Thank's for your input, I am aware that I am stubborn about lossless format but I will try out the advice you all provided here.....and maybe read more about lossless. But I can't understan how it works
how can you reduce a file to another format and compress the data, and then restore it again...and where is the converting taking place when listening.....I'm might be stupid but how can you eat half the cake and then have it again

The same way a ZIP file works.  When you compress Word files and executable files and Excel spreadsheets into a ZIP file, they get smaller, but then when you open the ZIP file, they expand to be EXACTLY the same as they were before they were compressed.  If the files had changed at all, they wouldn't work!  You can't have a EXE file changing every time you ZIP it!  That wouldn't work.

The reason it works is because there is a LOT of redundant data in computer files of all sorts.  For example, imagine a simple text file, like this text that I'm writing here.  The way "normal" uncompressed text works is that the computer stores an ASCII code (or unicode, more commonly now) for each character in the file, and keeps them in a "string".  That "string of codes" is what is written to disk when you save a plain text file.  So, in ASCII, for each "A" character it stores the number 65, for each "b" character it stores a "98", for each "space" it stores a 32, and for each new line it stores a "10".  When you read this "string" of codes back into the system from the file on disk, the ASCII interpreter can perfectly reconstruct your text block, with all of the spacing and blank lines and letters in their proper case and place.  That's a simple, dumb, uncompressed encoding.

The problem is, that for each and every single "space" in your original text, the computer stores another 32.  So, if you type out 15 spaces in a row, it actually stores 15 "32s" in a row in the saved file.  Same goes for all letters and characters in your document.  If you have 32 blank lines, it actually stores 64 separate character codes (32 carriage return codes, and 32 line feed codes).

But there is a more efficient way.  Imagine if instead of simply writing out a string of character codes, you had the ability to "repeat" a character a set number of times.  So, when the computer encounters that set of 15 copies of the identical spaces, instead of writing out "space", "space", "space", "space", "space", it simply says "space" x 15.  And then carries on.  When you blow it back up into real text, the file looks, works, and IS exactly identical, but your "saved file" on disk is smaller because you "wrote it down" using a smarter method.

You can even do bigger tricks.  Say the computer has a "dictionary" of common words, including stuff like "and", "the", "center", "tools", and "peanuts".  It assigns a special "code" to each of these words.  Then, when it is saving the file and it encounters a word in the dictionary, it just substitutes the "word code" for the whole word instead of having to write out the individual letter codes one at a time to spell out the word.  Most text blocks re-use common words a LOT, so even little words can save a lot of space.  Imagine how many times you use simple connector words like "and" and "the" in every paragraph you write.  If you can cut the storage size of these words in half, then you can cut down the total size of the saved file enormously!  And, again, when you "extract" the file by reading it back through the interpreter, it turns it back into exactly the same file it was before you compressed it.  In other words, the compression was "lossless" because it did not lose any data at all.  Not through magic, but through a more efficient "encoding" for disk storage.

§ Supplied information
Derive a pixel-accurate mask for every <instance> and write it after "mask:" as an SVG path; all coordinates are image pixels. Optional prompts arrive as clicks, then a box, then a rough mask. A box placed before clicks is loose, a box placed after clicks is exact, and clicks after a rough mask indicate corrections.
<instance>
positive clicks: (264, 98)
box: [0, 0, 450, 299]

§ Problems to solve
• 1. According to the text on lossless compression, how many separate character codes are stored for 32 blank lines?
• 2. Continue the text on lossless compression from its last sentence.
The material can be set aside.

§ Answer section
• 1. It stores 64 character codes: 32 carriage return codes and 32 line feed codes.

• 2.
Generally the tradeoff is this: the more efficient a disk storage means is (the more "compressed" you save your file) the more "difficult" it is for the computer to "unzip" it and put it back the way it was.  It is very easy to read a string of ASCII codes.  It is a little harder to know what to do when you have to look codes up in a dictionary and figure out what word to substitute as you are unzipping a file.  The end result it the same, but it might take more time to read the file that uses the dictionary-based compression.  In early days of computers, this mattered.  The processor was slow, and the disk was relatively fast.  It made more sense to store the data on disk using the "fastest" method, to save processor time when you had to read that file back.

But now the situation has reversed.  Processors are screaming fast.  Generally MUCH faster than what the average person needs for what they do.  However, while disks have gotten faster than they used to be, they haven't advanced at anywhere near the same pace!  So now, it makes a lot more sense to "waste" the processor time needed to save storage space.  You have tons of performance to spare under that hood!

Lossless audio compression works exactly the same way.  It analyzes the mathematical codes written onto disk, and it figures out a more efficient way to store the same exact data onto the hard drive.  When you "unzip" the file (which happens automatically upon playback), the player software turns that compressed file on the disk back into the same exact original file you had to start with.  And here's a dirty little secret... WAV files are compressed too!  They are just compressed with a "stupider" (and much more analog) compression scheme than more modern formats like APE and FLAC.

Now, for media files (videos, pictures, and music) there is another kind of compression, called "lossy" compression.  Lossy compression schemes include things like JPEG, MP3, and MPEG-4.  Lossy compression is NOT like what I described above.  Lossy compression analyzes the original source file, and creates a smaller version that is NOT exactly the same when you "play it back" (when you unzip it, it doesn't come back out exactly the same way it went in), but there is a mechanism in place to make sure it looks basically the same (or sounds the same, or whatever).  This works because human senses are not perfect, but computer storage is perfect.  So, for a photo, the computer may be able to reproduce 32 million different colors.  However, when you look at a photo, your eyes can't tell the differences between all of the tiny little variances in the different shades of "red" for example.  Sure, you can tell the difference between pink and crimson, but telling the difference between two slightly different shades of crimson, when the spot may only be 1 pixel wide, the two shades of crimson are only 1/400,000th of a percent different from each other, and there are literally millions of these pixels all mixed together?  Your eyes "fudge" it and it looks the same.  Your brain fills in the missing information.  So the computer can just see those two slightly different crimson pixels, and say "well, those are close enough, just use the same color there".  So, what lossy compression does is it "looks at" the file like a human, and decides what data is important, and what data can be "fudged" without impacting the way you will actually "see" it.  This works for files that are "perceived" like audio and images, but it obviously doesn't work for executable files or text!  You can't run text through an interpreter to turn my long diatribe above into "lossy loses data, lossless doesn't".  It wouldn't really have the same impact!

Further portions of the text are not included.